━━ GIVEN ENTRIES ━━

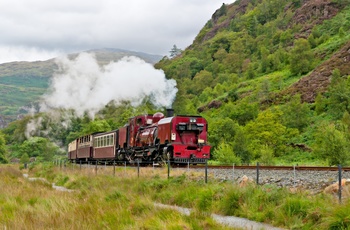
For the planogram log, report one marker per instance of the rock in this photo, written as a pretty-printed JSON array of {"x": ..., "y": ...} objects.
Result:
[{"x": 244, "y": 181}]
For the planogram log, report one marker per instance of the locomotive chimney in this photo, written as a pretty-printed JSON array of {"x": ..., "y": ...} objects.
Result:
[{"x": 169, "y": 112}]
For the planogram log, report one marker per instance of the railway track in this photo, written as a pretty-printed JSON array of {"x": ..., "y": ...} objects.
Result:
[{"x": 262, "y": 167}]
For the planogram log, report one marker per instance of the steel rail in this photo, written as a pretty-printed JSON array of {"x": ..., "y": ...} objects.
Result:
[{"x": 265, "y": 167}]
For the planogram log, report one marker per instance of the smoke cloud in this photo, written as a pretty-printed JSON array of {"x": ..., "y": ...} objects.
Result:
[{"x": 84, "y": 86}]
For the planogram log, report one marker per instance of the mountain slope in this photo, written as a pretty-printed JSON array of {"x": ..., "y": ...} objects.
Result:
[
  {"x": 23, "y": 83},
  {"x": 270, "y": 76}
]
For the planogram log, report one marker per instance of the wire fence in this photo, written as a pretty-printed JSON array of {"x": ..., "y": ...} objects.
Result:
[{"x": 295, "y": 178}]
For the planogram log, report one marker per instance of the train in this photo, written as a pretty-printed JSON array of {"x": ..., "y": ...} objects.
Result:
[{"x": 147, "y": 138}]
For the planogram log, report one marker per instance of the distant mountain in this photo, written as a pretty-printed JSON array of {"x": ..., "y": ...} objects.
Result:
[{"x": 22, "y": 83}]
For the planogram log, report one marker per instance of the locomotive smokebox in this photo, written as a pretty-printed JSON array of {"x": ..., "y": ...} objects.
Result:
[{"x": 169, "y": 112}]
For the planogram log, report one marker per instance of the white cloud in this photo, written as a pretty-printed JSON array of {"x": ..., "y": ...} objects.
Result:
[
  {"x": 151, "y": 26},
  {"x": 83, "y": 86}
]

━━━

_TASK TO CARRY OUT_
Copy the records above exactly, leaving out every picture.

_TASK OUTPUT_
For the planogram log, report one marker per instance of the rock in this photo, written as a pretty-printed JSON array of {"x": ..., "y": ...} objects.
Result:
[{"x": 244, "y": 181}]
For the planogram log, report one marker per instance of the locomotive chimney in this photo, written as a pretty-printed JSON array of {"x": ..., "y": ...} objects.
Result:
[{"x": 169, "y": 112}]
For the planogram log, report one marker per instance of the railway track in this photo, written as a pretty-printed JSON array of {"x": ..., "y": ...} objects.
Result:
[{"x": 262, "y": 167}]
For the planogram log, report one marker per instance of the steel rail in this photo, written as a pretty-printed JSON array of {"x": ..., "y": ...} objects.
Result:
[{"x": 265, "y": 167}]
For the planogram log, report one marker per instance of the smoke cloud in this photo, written as a pretty-printed JSON array of {"x": ..., "y": ...} objects.
Result:
[{"x": 84, "y": 86}]
For the planogram log, report one marker per instance of the mountain slope in this photo, written as a pretty-printed JSON array of {"x": ..., "y": ...} objects.
Result:
[
  {"x": 23, "y": 83},
  {"x": 270, "y": 76}
]
For the planogram log, report one marker per instance of the wire fence in this photo, written as a pretty-printed JSON array of {"x": ..., "y": ...} objects.
Result:
[{"x": 295, "y": 178}]
For the planogram log, report one marker per instance of the train in this photo, written as a pretty-printed JSON array of {"x": ..., "y": ...} objects.
Result:
[{"x": 147, "y": 138}]
For the planogram log, report one marker per instance of the distant mountain in this photo, written as a pretty-printed JSON array of {"x": ..., "y": ...} objects.
Result:
[{"x": 22, "y": 83}]
For the planogram log, report one marker per instance of the locomotive smokebox in this photo, written as a pretty-printed JSON array of {"x": ..., "y": ...} objects.
Result:
[{"x": 169, "y": 112}]
For the planogram log, report one marker per instance of the white cloud in this photo, written as a pretty-printed JSON array of {"x": ..., "y": ...} objects.
Result:
[
  {"x": 151, "y": 26},
  {"x": 83, "y": 86}
]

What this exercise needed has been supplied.